● Ausgewählter Auszug:

——————————

Beschlussvorschlag:
Der Sozial- und Gesundheitsausschuss nimmt den Bericht zur Kenntnis.
Sachverhalt:
Der Sozial- und Gesundheitsausschuss ist regelmäßig über die aktuelle
Situation bei der Aufnahme und Integration von Flüchtlingen zu informieren. Der
im Kreisausschuss am 18.01.2017 behandelte Bericht wird daher auch dem
Fachausschuss vorgelegt.
Modellprojekt zur
Arbeitsmarktintegration von Flüchtlingen
Der Rhein-Kreis Neuss ist als eine von bundesweit 24 Kommunen für die
Teilnahme an einem Modellprojekt der Bertelsmann-Stiftung zur Integration von
Flüchtlingen in den Arbeitsmarkt ausgewählt worden.
Das Modellprojekt umfasst eine professionelle und bedarfsorientierte
Prozessbegleitung und ist auf eine Dauer von maximal 9 Monaten angelegt. Ziel
ist die Optimierung von Prozessen und Strukturen bei der
Arbeitsmarktintegration von Flüchtlingen. Die teilnehmenden Kommunen werden
sich zudem untereinander austauschen und externen Input sowie Methoden-Wissen
auch von internationalen Partnern der Bertelsmann-Stiftung aus Kanada und den
USA erhalten. Für die Teilnahme wurden vor allem Kommunen ausgewählt, die sich
bei der Integration von Flüchtlingen in den Arbeitsmarkt auch bislang schon
besonders engagiert haben.
Das Projekt wird finanziert durch die JP Morgan Chase Foundation und
durchgeführt in Kooperation mit dem durch das Bundesministerium für Arbeit und
Soziales geförderten IQ-Netzwerk.
Wohnsitzauflage für
anerkannte Flüchtlinge
Die nordrhein-westfälische Landesregierung hat nun die ihr im Rahmen
der Einführung einer Wohnsitzauflage für Flüchtlinge gegebene Möglichkeit
genutzt, mit einer Ausländer-Wohnsitzregelungsverordnung (AWoV) die
landesinterne Verteilung der anerkannten Flüchtlinge zu regeln.
Für die Zuweisung von anerkannten Flüchtlingen in die Kommunen ist die
Bezirksregierung Arnsberg zuständig. In der Regel soll die Zuweisung in die
Kommunen direkt aus der Landeseinrichtung und gemeinsam mit der Zustellung des
Anerkennungsbescheides des BAMF durchgeführt werden.
Die Verteilung der Flüchtlinge erfolgt anhand eines Verteilschlüssels,
der bestimmte integrative Aspekte, insbesondere die in § 12a Abs. 3 AufenthG
genannten Integrationskriterien des Wohnungs- und des Ausbildungs- und
Arbeitsmarktes, berücksichtigt.

——————————

● Material:

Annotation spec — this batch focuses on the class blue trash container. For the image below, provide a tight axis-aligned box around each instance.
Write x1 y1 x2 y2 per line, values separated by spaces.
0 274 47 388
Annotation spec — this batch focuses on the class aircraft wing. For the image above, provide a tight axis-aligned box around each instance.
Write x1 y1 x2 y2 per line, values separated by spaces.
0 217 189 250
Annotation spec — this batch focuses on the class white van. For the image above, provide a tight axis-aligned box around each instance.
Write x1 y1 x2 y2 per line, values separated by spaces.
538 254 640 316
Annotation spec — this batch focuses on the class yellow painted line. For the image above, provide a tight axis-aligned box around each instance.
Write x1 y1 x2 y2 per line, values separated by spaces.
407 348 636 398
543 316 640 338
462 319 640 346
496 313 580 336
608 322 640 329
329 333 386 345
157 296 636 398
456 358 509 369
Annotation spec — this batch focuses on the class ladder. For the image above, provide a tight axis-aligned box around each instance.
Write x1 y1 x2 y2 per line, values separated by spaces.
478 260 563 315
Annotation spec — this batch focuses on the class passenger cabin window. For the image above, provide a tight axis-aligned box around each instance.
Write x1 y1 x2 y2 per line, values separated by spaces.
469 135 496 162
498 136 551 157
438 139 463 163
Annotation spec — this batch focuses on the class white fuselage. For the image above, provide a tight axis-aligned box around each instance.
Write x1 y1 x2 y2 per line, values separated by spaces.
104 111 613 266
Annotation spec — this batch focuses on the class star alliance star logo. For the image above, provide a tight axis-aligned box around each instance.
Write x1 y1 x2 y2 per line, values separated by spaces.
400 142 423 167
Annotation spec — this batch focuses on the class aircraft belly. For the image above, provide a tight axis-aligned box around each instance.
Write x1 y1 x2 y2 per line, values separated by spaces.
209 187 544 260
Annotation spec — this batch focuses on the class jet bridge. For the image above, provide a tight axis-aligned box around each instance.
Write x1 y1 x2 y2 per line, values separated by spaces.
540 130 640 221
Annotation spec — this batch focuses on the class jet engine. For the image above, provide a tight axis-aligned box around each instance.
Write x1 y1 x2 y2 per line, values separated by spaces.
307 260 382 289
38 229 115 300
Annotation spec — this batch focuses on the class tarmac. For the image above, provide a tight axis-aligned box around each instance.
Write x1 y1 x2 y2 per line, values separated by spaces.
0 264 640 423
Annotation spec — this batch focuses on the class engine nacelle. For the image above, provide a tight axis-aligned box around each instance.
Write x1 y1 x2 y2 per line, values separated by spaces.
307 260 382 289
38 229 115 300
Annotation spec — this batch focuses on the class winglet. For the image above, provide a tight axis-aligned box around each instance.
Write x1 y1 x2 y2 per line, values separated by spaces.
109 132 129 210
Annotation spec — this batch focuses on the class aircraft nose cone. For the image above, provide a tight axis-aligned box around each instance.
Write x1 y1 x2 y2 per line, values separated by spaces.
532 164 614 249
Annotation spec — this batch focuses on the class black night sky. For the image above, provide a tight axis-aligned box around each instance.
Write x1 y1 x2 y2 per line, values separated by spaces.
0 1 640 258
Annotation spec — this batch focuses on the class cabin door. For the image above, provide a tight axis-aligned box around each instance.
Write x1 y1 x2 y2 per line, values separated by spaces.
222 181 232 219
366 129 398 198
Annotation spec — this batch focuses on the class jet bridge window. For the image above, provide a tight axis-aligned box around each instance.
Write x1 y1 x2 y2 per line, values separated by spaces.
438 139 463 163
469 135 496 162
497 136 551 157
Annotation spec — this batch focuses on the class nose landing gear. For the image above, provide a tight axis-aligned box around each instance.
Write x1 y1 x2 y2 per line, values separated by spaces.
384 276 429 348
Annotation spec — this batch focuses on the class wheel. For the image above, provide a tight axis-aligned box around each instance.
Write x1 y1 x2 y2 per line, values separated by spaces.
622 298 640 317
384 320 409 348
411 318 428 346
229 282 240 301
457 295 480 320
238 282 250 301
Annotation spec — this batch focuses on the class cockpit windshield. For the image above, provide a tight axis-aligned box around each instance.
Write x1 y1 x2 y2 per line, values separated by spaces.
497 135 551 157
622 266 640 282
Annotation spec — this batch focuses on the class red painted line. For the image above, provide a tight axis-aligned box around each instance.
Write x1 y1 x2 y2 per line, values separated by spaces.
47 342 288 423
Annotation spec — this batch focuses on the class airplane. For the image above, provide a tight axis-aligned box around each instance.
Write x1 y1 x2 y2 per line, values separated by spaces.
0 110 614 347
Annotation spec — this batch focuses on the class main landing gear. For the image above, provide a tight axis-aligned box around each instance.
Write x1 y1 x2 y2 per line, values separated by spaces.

——————————

● Schriftliche Aufgabe A: Wie lautet der Satz „Für die Zuweisung von anerkannten Flüchtlingen in die Kommunen ist die Bezirksregierung Arnsberg zuständig.“ aus dem Auszug über die Integration von Flüchtlingen auf Englisch?
● Schriftliche Aufgabe B: Wie ließe sich der Auszug über die Integration von Flüchtlingen im Anschluss an seinen letzten Satz weiterführen?
Das Material steht in keinem Zusammenhang mit dem Auszug über die Integration von Flüchtlingen.

● Schriftliche Antwort A: The Arnsberg district government is responsible for assigning recognized refugees to the municipalities.

● Schriftliche Antwort B:
Bei der Berechnung des Verteilschlüssels eine Integrationsquote
gemeindebezogen gebildet. Basis dafür sind die Einwohnerzahl der jeweiligen
Gemeinde (zu 80 %), deren Fläche (zu 10 %) und entsprechende
Arbeitslosigkeitsdaten (zu 10 %). Von der auf dieser Grundlage ermittelten
Zuweisungsquote erfolgt ein Abzug (von 10 %) für Gemeinden, die eine besondere
Wohnungsmarktbelastungssituation aufweisen (orientiert am Merkmal, ob die
Gemeinde ein Gebiet nach § 1 MietbegrenzVO NRW ist). Ein weiterer Abzug (von 10
%) erfolgt für diejenigen Gemeinden, deren Einwohneranteil aus der Gruppe der
sog. „EU-11“-Staatsbürger im SGB II-Bezug mindestens 50 % über dem
Landesdurchschnitt liegt. Bei Letzteren handelt es sich um Staatsbürger der im
Rahmen der EU-Osterweiterung schrittweise hinzugekommenen 11 neuen
EU-Mitgliedstaaten (Bulgarien, Estland, Kroatien, Lettland, Litauen, Polen,
Rumänien, Slowakei, Slowenien, Tschechien, Ungarn).
Zur Berücksichtigung der individuellen Situation der Kommunen schließt
die Bezirksregierung Arnsberg Zielvereinbarungen mit den Kommunen ab.
Bezogen auf die Kommunen im Rhein-Kreis Neuss wird lediglich bei den
Städten Meerbusch und Neuss ein 10-prozentiger Abschlag aufgrund der Wohnungsmarktbelastungssituation
berücksichtigt. Insgesamt ergeben sich für die Kommunen folgende Quoten:
Dormagen:
0,34 %
Grevenbroich: 0,34 %
Jüchen: 0,16 %
Kaarst: 0,23 %
Korschenbroich: 0,19 %
Meerbusch: 0,26 %
Neuss: 0,67 %
Rommerskirchen: 0,11 %
Rhein-Kreis Neuss: 2,3 %
Der Verteilschlüssel ist insbesondere für die Haushaltsplanungen von
Bedeutung, da die Personen aufgrund des anerkannten Asylantrages unmittelbar in
den Rechtskreis des SGB II fallen.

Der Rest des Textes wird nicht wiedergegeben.